• EXERCISE TEXT

=======

Hispanic and Latino Americans are New England's largest minority, and they are the second-largest group in the region behind non-Hispanic European Americans. Hispanics and Latinos of any race made up 11.4% of New England's population, and there were nearly 1.7 million Hispanic and Latino individuals reported in the survey. Puerto Ricans were the most numerous of the Hispanic and Latino subgroups. Over 710,000 Puerto Ricans live in New England, forming 4.8% of the population. There are also over 281,000 Dominicans, forming 1.9% of New England's population, and nearly 137,000 Mexican Americans. People of other Hispanic and Latino ancestries, for example Colombian, Salvadoran, Guatemalan, and Cuban, among many others, formed 3.2% of New England's population, and numbered over 484,000.

Southern New England has some of the highest concentrations of both Puerto Ricans and Dominicans in the United States. Southeastern New England, composed of Rhode Island and eastern Massachusetts, and dominated by the Boston metropolitan area, has a Dominican plurality among its Hispanic/Latino community, but also large numbers of other Hispanics. Boston is one of the only major cities with a Dominican-dominant Hispanic population, and Rhode Island has the highest percentage of Dominicans of any US state. Southwestern New England, composed of Connecticut and western Massachusetts, and geared more towards the New York City area, has a Puerto Rican majority among its Hispanic/Latino community, while also having sizable numbers of other Hispanics. Cities like Springfield, Holyoke, Hartford, New Haven, and Bridgeport have some of the highest percentages of Puerto Ricans in the country, with Connecticut having the highest percentage out of all US states.

New England's European American population is ethnically diverse. The majority of the Euro-American population is of Irish, Italian, and English descent. Smaller but significant populations of
French, Germans, Scots, Russians, Lithuanians, Poles, Swedes, Spaniards and Portuguese exist as well. New England is well-known for its large Irish, Italian, and English populations, having the highest percentages of these groups in the country, especially the southern half of New England. Half of the population of Rhode Island in particular, is of Irish, Italian, and/or English origin. People of French, Portuguese, Polish, Swedish, Scottish, Spanish, Russian, Lithuanian, German, and Greek origin also make up large portions of the New England population.

According to the 2018 survey, the top ten largest European ancestries were:

- Irish: 17.5% (2.6 million)
- English: 15.0% (2.2 million)
- Italian: 12.3% (1.8 million)
- French : 11.5% (1.7 million)
- German: 6.5% (966,000)
- Polish: 4.6% (676,000)
- Portuguese: 3.0% (441,000)
- Scottish: 2.4% (348,000)
- Swedish: 1.5% (226,000)
- Russian: 1.2% (175,000)

==Health==
The six states of New England ranked within the top thirteen "healthiest states" of the U.S. in 2007. In 2008, they all placed within the top eleven states. New England also had the largest proportion of its population covered by health insurance.

=======

• SUPPLIED RECORDS
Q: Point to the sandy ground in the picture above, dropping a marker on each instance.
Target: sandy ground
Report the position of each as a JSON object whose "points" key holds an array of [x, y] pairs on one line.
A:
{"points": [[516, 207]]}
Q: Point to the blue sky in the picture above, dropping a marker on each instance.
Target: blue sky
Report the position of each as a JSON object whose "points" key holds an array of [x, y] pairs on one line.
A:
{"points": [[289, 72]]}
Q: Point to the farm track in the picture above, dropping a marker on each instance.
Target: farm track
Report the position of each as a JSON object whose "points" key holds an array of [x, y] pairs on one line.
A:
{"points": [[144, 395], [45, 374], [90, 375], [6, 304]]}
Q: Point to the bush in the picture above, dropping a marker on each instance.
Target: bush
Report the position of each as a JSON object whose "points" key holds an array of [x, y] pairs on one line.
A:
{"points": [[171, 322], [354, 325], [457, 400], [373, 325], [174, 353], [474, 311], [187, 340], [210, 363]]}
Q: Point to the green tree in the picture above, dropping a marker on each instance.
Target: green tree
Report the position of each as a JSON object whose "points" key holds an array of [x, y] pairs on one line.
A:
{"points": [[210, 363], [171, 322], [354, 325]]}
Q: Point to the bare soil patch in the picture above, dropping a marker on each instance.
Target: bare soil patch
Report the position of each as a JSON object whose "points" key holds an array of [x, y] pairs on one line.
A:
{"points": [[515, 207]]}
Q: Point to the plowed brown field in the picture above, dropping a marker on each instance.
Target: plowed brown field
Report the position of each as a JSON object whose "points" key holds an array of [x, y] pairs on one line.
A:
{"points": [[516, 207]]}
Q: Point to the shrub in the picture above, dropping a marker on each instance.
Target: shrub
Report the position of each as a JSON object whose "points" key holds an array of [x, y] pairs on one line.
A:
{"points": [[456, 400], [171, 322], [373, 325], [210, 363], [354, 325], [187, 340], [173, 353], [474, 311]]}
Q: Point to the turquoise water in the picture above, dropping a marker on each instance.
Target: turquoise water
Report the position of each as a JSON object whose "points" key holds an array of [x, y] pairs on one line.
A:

=======

• PARTS OF THE EXERCISE
[A] List every city that the passage on New England names as having some of the highest percentages of Puerto Ricans in the country.
[B] Answer these about the passage on New England:
(i) What share of New England's population do Puerto Ricans form?
(ii) Which US state has the highest percentage of Dominicans?
(iii) In 2008, all six states placed within the top how many states?
[C] Copy out the part of the passage on New England starting with "According to the" and going on through "Scottish: 2.4% (348,000)".
The records have no role in this exercise.

• EXPECTED RESULTS
[A] Springfield, Holyoke, Hartford, New Haven, Bridgeport

[B]
(i) 4.8%
(ii) Rhode Island
(iii) The top eleven

[C]
According to the 2018 survey, the top ten largest European ancestries were:

- Irish: 17.5% (2.6 million)
- English: 15.0% (2.2 million)
- Italian: 12.3% (1.8 million)
- French : 11.5% (1.7 million)
- German: 6.5% (966,000)
- Polish: 4.6% (676,000)
- Portuguese: 3.0% (441,000)
- Scottish: 2.4% (348,000)